• **Directive**
Convert the lines from the beginning of the records through the line containing "0;18;512;512" into a JSON list of strings, one string per line, leaving out any blank lines and including no other lines.

── Rows

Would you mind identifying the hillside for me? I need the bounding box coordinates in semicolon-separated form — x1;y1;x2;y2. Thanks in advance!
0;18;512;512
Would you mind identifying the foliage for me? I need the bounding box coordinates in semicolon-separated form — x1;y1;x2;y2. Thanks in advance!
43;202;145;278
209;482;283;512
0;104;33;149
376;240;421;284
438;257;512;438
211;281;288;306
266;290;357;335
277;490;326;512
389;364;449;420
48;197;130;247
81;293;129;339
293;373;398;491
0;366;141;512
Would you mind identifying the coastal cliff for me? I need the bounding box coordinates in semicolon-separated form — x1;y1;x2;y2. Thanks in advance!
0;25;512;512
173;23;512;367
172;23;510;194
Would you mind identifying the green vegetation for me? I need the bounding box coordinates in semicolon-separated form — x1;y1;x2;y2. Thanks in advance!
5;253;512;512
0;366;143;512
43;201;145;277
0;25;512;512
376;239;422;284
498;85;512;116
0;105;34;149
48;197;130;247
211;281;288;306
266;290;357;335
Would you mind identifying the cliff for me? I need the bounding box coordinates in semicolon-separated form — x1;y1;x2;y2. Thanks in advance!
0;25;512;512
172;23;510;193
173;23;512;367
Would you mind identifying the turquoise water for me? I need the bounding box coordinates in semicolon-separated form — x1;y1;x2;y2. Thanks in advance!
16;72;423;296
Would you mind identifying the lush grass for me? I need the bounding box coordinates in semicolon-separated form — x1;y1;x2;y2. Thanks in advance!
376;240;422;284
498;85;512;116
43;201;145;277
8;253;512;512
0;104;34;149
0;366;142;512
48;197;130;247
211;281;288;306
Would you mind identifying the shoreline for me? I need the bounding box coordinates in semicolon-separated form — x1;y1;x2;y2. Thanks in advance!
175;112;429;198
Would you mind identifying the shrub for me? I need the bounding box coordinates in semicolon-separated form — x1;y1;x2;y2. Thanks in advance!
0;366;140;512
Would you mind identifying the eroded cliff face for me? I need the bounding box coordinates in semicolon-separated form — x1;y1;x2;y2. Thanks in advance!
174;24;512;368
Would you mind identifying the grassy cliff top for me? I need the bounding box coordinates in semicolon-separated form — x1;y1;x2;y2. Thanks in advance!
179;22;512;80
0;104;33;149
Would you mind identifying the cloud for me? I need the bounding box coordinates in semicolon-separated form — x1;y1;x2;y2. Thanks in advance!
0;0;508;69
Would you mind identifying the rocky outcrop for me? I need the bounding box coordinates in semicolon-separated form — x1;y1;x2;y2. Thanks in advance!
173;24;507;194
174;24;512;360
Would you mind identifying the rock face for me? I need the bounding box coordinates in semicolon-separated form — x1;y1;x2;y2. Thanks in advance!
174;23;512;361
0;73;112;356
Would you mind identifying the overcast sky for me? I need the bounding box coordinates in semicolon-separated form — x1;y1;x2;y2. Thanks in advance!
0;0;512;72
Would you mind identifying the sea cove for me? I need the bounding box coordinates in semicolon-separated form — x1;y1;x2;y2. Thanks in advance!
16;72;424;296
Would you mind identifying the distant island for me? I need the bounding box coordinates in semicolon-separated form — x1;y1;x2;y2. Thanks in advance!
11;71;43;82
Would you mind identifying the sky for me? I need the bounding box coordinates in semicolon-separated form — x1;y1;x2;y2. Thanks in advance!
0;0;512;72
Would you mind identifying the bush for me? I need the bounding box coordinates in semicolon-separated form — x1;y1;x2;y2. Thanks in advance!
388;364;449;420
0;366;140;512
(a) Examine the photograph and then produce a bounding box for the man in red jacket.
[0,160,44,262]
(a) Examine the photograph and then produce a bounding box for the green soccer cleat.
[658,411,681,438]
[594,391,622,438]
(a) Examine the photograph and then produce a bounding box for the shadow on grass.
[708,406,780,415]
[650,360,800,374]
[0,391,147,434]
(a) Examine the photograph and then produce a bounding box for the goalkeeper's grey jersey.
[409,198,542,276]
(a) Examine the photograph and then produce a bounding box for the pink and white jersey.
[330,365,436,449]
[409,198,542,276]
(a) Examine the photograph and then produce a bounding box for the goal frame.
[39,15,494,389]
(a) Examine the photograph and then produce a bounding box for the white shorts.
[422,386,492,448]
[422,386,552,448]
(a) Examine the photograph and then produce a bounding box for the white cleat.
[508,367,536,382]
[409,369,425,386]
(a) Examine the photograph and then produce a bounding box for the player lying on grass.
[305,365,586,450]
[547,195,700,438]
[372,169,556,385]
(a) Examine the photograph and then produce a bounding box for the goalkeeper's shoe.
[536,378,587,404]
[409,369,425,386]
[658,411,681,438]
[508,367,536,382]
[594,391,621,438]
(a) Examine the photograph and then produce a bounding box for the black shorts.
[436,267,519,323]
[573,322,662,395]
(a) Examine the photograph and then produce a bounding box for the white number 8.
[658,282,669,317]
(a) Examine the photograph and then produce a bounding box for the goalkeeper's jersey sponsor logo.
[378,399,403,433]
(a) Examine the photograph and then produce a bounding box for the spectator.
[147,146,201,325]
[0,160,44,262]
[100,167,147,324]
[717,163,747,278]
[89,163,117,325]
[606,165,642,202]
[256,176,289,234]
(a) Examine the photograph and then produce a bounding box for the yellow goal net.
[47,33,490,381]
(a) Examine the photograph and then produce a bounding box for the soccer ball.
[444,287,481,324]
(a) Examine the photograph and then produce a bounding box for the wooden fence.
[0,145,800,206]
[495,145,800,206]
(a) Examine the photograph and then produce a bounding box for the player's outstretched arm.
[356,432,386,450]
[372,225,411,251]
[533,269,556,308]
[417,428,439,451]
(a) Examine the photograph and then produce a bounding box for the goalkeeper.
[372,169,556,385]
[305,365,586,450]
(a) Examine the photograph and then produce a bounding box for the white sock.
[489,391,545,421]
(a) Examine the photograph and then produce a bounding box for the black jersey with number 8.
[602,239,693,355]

────

• **Output**
[
  "Would you mind identifying the hillside for me? I need the bounding box coordinates in semicolon-separated form — x1;y1;x2;y2. Thanks in advance!",
  "0;18;512;512"
]